Start Text passage

There are 8 single character instructions that manipulate either the pointer or the cell at which the pointer points. A straightforward way of explaining the brainfuck instruction set is to translate it into a more widely known language, such as Java. If we start off by declaring the memory area and the pointer like this:

int p = 0;
byte[] mem = new byte[65536];

Then the brainfuck instruction set can be defined like this:

Brainfuck	Meaning	Java
`+`	Increment the cell currently pointed at	`mem[p] += 1;`
`-`	Decrement the cell currently pointer at	`mem[p] -= 1;`
`>`	Move pointer 1 cell rightwards	`p += 1;`
`<`	Move pointer 1 cell leftwards	`p -= 1;`
`.`	Output the cell currently pointed at	`System.out.write(mem[p]);`
`,`	Read a byte of input into the cell currently pointed at	`System.in.read(mem, p, 1);`
`[`	If the current cell is non-zero then enter a loop	`while (mem[p]!=0) {`
`]`	If the current cell is non-zero then keep looping	`}`

While the language itself is simple, using it to write non-trivial programs can be hard.

Awib is a brainfuck compiler written in brainfuck

A great way of grokking the brainfuck language is to implement it. The process of writing a compiler or an interpreter makes both syntax and semantics a lot clearer. When you think about it, should it not be even more educational to write the compiler itself in brainfuck? Perhaps not a bullet proof argument, but that’s what led to the creation of awib. It’s a brainfuck compiler written in brainfuck.

Compilers are commonly composed of one or more frontends and one or more backends. The frontends accept source code as input and produce an intermediary representation (IR) as output. The backends in turn accept IR as input and produce executable programs as output. Commonly there will also be an optimization step between frontend and backend. GCC is a great example of a compiler structured like this; it has frontends for e.g. C, C++ and Fortran; it has backends for e.g. arm, sparc and i386.

The awib compiler is structured in the same way. The frontend reads brainfuck source code from stdin, translates it into IR and performs a couple of optimizations. Control is then handed over to the appropriate backend which translates the IR into executable binaries or into another programming language.

          +------- awib ---------------------------------------+
          |    +----------+     +-----------+     +---------+  |
brainfuck |    |          | IR  |           | IR  |         |  | executable
----------+--->| Frontend |---->| Optimizer |---->| Backend |--+------------>
          |    |          |     |           |     |         |  |
          |    +----------+     +-----------+     +---------+  |
          +----------------------------------------------------+

Awib’s IR itself is like brainfuck on steroids; it operates on the same memory model but is much more expressive. A good example is the IR instruction ADD(). When presented with a sequence of lets say 5 adjacent “+” instructions, awib’s frontend will pass on the IR instruction ADD(5). Similar instructions of course exists for subtraction (“-“) and for moving the pointer (“>” and “<”).

End Text passage
Start Dataset content

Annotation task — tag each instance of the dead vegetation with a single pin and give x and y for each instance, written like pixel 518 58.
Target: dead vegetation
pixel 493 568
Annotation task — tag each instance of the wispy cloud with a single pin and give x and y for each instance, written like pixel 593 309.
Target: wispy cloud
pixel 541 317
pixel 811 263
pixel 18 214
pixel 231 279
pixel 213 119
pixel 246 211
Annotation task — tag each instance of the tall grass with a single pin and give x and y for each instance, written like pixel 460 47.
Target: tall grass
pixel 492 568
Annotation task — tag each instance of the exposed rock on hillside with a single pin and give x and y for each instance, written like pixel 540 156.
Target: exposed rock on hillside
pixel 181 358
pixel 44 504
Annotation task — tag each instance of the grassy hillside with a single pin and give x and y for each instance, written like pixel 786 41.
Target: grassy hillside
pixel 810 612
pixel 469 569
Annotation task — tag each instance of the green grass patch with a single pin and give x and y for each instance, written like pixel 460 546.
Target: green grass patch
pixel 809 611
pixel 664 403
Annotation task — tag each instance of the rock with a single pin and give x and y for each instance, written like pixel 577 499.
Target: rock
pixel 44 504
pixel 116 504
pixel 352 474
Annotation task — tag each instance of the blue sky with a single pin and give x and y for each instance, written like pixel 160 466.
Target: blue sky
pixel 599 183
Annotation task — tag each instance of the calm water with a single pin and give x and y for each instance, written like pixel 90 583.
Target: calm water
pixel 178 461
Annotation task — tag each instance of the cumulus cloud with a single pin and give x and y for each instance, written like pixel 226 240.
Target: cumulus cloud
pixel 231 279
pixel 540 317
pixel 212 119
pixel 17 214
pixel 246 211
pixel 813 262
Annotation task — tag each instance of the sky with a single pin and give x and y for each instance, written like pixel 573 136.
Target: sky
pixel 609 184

End Dataset content
Start Dataset content

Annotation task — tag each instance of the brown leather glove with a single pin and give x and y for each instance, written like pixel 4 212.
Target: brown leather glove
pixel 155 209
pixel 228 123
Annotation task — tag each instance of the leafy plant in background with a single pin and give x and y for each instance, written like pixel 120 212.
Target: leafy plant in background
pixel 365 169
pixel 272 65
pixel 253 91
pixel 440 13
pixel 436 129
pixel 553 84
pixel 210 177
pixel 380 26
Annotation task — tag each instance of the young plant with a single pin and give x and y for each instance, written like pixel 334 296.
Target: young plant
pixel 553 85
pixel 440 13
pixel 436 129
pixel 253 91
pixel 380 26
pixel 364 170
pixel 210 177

End Dataset content
Start Dataset content

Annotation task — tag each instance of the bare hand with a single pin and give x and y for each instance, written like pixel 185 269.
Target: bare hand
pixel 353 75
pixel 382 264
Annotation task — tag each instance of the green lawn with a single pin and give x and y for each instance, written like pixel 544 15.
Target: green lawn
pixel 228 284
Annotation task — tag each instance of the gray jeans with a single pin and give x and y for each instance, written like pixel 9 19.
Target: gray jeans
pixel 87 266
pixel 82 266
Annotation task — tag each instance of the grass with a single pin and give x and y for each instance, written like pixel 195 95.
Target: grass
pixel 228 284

End Dataset content

### Instruction
Answer from the brainfuck passage:
(a) In the Java declarations, how many bytes does the memory array hold?
(b) Where does awib's frontend read brainfuck source code from?
(c) Which IR instruction does awib's frontend pass on for a sequence of 5 adjacent "+" instructions?

### The reply
(a) 65536
(b) stdin
(c) ADD(5)